> **Document text**

------------

Can't run the code from a microcontroller interfacing a custom LIDAR on the desktop computer? Who the fuck cares? Really?

How much does it cost you to validate the toolchain for that custom LIDAR? If it's the same toolchain that every other vendor's chip uses, not much. If it's a custom one that handles your special magic instructions, that cost goes up. And now your vendor can't upstream the changes to the compiler, because they break other implementations (as happened with almost all of the MIPS vendor GCC forks), so how much is it going to cost you if you have to back-port the library that you want to use in your LIDAR system from C++20 or C21 to the dialect supported by your vendor's compiler? All of these are the reasons that people abandoned MIPS.

Comment Re:Should have added this on your SN post :) (Score 3, Interesting) 161

How do the J2/3/4 open source SuperH designs compare?

I've not looked at SuperH in detail, so I can't really compare.

I seem to remember there were other pitfalls to their architecture, but getting a processor that is Management Engine (Aka Clipper+Palladium+TPM) free is a huge boon to the future of computer security

I disagree. A TPM, secure enclave, or equivalent, is increasingly vital for computer security. It is absolutely essential that you have some write-only storage for encryption keys into a coprocessor that will perform signing / signature verification / encryption / decryption, but which does not allow the keys to be exfiltrated. Anything less than this and a single OS-level compromise means that you need to reset every password and revoke every key that you've used on that machine.

Having said all this: Is it perhaps time for a different CPU project, or a fork of RISC-V with these missing features added, at the risk of binary incompatibility, but to the benefit of performance and perhaps security?

There are lots of extensions to RISC-V, but the problem there is fragmentation. You need the A extension if you want to run a real OS. You probably need the C extension, because compilers are starting to default to using it. The M extension is useful, so people will probably start using it soon. Hardware floating point is expensive on low-end parts, so you're going to end up with some having F, some having D, and some having neither (this was a pain for OS support for ARM until recently - now ARM basically mandates floating point on anything that is likely to run an OS), and a few will support Q. L is unlikely to be used outside of COBOL and Java, so isn't too much of an issue (one is niche, the other is typically JIT'd so it doesn't matter too much if only some targets support it). And that's before there's any widely deployed silicon. Expect vendors to add their own special RISC-V instructions, making their own versions of toolchains and operating systems incompatible.

RISC-V isn't the first project to try this. OpenRISC has been around for a lot longer, but RISC-V managed to get a lot more momentum. I don't think that a competing project would find it easy to get any of this. It remains to be seen whether this momentum can translate to a viable ecosystem.

------------

> **Data block**

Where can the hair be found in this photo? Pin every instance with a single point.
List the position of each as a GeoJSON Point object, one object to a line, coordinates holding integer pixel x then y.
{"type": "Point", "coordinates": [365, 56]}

------------

> **Required tasks**
- A) From the forum thread, list every RISC-V extension identified by a single letter.
- B) Print the stretch of the forum thread from "Comment Re:Should have" through "on that machine.".

> **Set of answers**
- A) A, C, M, F, D, Q, L

- B)
Comment Re:Should have added this on your SN post :) (Score 3, Interesting) 161

How do the J2/3/4 open source SuperH designs compare?

I've not looked at SuperH in detail, so I can't really compare.

I seem to remember there were other pitfalls to their architecture, but getting a processor that is Management Engine (Aka Clipper+Palladium+TPM) free is a huge boon to the future of computer security

I disagree. A TPM, secure enclave, or equivalent, is increasingly vital for computer security. It is absolutely essential that you have some write-only storage for encryption keys into a coprocessor that will perform signing / signature verification / encryption / decryption, but which does not allow the keys to be exfiltrated. Anything less than this and a single OS-level compromise means that you need to reset every password and revoke every key that you've used on that machine.